### THE EXERCISE
In the notebook excerpt, what two columns of data should a uv-vis .csv file contain?

Before we start, let us import the main modules that we will need for this lecture. You may see some new modules in the list below, we will add more details in the right sections.

In [None]:
# @title Notebook Setup { display-mode: "form" }
# Import the main modules used in this worksheet
import numpy as np
import matplotlib.pyplot as plt
import pandas as pd
from sklearn.linear_model import LinearRegression
import scipy.optimize
# suppress warnings
import warnings
warnings.filterwarnings('ignore')
# Load the google drive with your files 
from google.colab import drive
drive.mount('/content/drive')
# The following needs to be the path of the folder with all your datafile in .csv format
base_path = '/content/drive/MyDrive/'

In [None]:
# @title Functions to load the data { display-mode: "form" }
def load_data_to_file_dict(file_dict):
    """
    Load a uv-vis .csv file. 
    The format of the file should have two rows of headers and two columns of data (time and absorbance)
    The file may have additional information from the instrument saved at the bottom

    Input variables:
        file_dict : a dictionary with 'path' and 'name' keys corresponding to the file to be loaded
    
    Action: 
        Add to file_dict a Pandas DataFrame with two columns: time (in seconds) and absorbance (in input units)   
    """
    data = pd.read_csv(file_dict['path']+file_dict['name'],header=1,usecols=(0,1)).apply(pd.to_numeric,errors='coerce').dropna()
    data = data[data['Abs']>0.]
    if data.keys()[0] == 'Time (sec)' :
        data = data.rename(columns={'Time (sec)':'time'})
    elif data.keys()[0] == 'Time (min)' :
        data['time'] = data['Time (min)'] * 60
        data = data.drop('Time (min)',axis=1)
    data = data.rename(columns={'Abs':'absorbance'})
    file_dict['data'] = data
    return

def load_data_to_file_list(file_list):
    """

### RAW RECORDS

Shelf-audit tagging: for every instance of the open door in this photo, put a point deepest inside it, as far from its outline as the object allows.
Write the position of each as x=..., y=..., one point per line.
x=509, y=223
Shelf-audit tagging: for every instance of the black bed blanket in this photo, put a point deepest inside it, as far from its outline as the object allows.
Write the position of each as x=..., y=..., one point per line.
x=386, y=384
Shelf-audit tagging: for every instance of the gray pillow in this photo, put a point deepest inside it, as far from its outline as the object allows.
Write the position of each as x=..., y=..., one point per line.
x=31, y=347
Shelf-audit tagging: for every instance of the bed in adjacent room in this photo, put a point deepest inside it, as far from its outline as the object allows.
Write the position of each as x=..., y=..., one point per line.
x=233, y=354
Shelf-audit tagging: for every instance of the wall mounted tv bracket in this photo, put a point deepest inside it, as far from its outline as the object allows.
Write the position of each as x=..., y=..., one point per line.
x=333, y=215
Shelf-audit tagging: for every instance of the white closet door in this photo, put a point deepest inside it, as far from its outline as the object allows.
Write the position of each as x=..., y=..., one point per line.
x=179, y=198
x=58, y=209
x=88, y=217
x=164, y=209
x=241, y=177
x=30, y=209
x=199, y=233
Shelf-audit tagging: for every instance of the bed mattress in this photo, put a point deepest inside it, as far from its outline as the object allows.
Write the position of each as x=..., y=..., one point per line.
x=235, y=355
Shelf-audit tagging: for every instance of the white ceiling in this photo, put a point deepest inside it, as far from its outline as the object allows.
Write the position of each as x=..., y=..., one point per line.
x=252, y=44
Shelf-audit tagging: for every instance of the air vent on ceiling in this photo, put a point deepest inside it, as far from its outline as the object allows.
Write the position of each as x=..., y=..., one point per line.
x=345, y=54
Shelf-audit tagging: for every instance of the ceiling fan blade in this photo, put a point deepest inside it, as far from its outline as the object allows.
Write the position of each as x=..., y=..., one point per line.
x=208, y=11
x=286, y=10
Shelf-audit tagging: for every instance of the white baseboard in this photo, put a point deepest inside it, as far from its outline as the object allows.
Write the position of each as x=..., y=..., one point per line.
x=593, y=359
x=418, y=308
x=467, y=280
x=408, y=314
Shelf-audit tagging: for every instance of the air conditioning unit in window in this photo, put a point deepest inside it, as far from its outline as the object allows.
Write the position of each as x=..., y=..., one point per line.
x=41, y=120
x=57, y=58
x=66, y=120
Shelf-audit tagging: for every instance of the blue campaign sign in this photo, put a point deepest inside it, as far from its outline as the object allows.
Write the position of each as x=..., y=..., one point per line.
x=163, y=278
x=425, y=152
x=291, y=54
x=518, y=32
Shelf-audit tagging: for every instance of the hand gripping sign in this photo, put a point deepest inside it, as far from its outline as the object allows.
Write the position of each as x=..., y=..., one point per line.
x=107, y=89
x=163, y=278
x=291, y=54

### TASK OUTPUT
Time and absorbance.